Отрывок —
_ _ _

Поддерживаемый Бьюкененом, Альбер Тома категорически высказывается за Керенского:
-- Вся сила русской демократии в ее революционном порыве. Керенский один не способен создать с Советом правительства, достойного доверия.

Среда, 25 апреля

Мы обедали сегодня вечером, Альбер Тома и я, в английском посольстве. Но уже в пол-восьмого Тома появляется на пороге моего кабинета: он пришел сообщить мне длинную беседу, которую он имел сегодня пополудни с Керенским и главной темой которой был пересмотр «целей войны».
Керенский энергично настаивал на необходимости приступить к такому пересмотру, согласно постановлению Совета; он полагает, что союзные правительства потеряют всякий кредит в глазах русской демократии, если они не откажутся открыто от своей программы аннексий и контрибуций.
-- Признаюсь, — говорит мне Альбер Тома, — что на меня произвело сильное впечатление сила его аргументов и пыл, с каким он их защищал…
Затем Тома, пользуясь метафорой, которой недавно пользовался Кашен, Тома заключил:
-- Мы будем вынуждены выбросить балласт.
Но уже около восьми часов. Мы отправляемся в английское посольство.
Другие приглашенные: князь Сергей Белосельский с супругой, княгиня Мария Трубецкая, г. и г-жа Половцовы и пр.
Альбер Тома говорит любезности и нравится своим воодушевлением, своим остроумием, своим метким и колоритным языком, полным отсутствием позы.
Однако, раза два-три я замечаю, что его откровенность выиграла бы, если бы была скромнее, менее экспансивной, более замаскированной. Так, например, он слишком охотно подчеркивает свое революционное прошлое, свою роль в стачке железнодорожников в 1911 г., сладострастное удовлетворение, которое он испытывает, чувствуя себя здесь в атмосфере народного урагана. Может быть, он говорит так только для того, чтобы не казалось, будто он отрекается от своего политического прошлого.

Четверг, 26 апреля

Милюков меланхолично заявил мне сегодня утром:
-- А ваши социалисты не облегчают моей задачи.

_ _ _

Задание a — С кем, согласно отрывку, Альбер Тома беседовал в среду, 25 апреля, пополудни, и что было главной темой этой беседы?

Исходные данные —

_ _ _

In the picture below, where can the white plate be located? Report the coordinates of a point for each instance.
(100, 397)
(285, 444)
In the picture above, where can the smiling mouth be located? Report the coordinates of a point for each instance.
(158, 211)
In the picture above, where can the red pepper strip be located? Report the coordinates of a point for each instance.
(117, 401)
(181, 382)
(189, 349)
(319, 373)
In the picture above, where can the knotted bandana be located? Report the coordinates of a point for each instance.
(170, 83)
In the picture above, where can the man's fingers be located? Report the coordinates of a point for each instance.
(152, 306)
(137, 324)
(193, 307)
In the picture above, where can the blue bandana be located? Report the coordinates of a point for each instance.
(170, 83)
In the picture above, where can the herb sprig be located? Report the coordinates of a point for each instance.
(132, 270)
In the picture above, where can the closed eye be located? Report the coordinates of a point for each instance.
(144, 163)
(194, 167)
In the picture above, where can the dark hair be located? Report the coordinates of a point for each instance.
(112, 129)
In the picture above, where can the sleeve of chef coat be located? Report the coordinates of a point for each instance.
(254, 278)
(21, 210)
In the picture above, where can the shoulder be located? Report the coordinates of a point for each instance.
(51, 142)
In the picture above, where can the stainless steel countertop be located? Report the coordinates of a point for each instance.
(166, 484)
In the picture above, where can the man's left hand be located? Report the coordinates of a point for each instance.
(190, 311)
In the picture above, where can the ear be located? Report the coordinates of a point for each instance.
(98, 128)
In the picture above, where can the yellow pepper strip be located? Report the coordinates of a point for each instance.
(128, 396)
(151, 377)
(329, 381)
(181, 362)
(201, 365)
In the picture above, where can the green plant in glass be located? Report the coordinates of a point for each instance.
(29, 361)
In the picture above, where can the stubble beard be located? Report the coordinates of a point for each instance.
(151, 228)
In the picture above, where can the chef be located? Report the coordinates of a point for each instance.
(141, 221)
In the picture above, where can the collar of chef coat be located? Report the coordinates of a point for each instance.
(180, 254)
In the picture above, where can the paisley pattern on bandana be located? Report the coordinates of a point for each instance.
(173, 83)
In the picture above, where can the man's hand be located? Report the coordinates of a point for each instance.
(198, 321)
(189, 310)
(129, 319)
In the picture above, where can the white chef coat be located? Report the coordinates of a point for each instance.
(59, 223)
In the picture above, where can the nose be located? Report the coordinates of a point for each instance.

_ _ _

Задание b — Выпишите из записей все строки, содержащие слово «bandana», учитывая регистр букв.

Образец ответа a — С Керенским; главной темой беседы был пересмотр «целей войны».

Образец ответа b —
In the picture above, where can the knotted bandana be located? Report the coordinates of a point for each instance.
In the picture above, where can the blue bandana be located? Report the coordinates of a point for each instance.
In the picture above, where can the paisley pattern on bandana be located? Report the coordinates of a point for each instance.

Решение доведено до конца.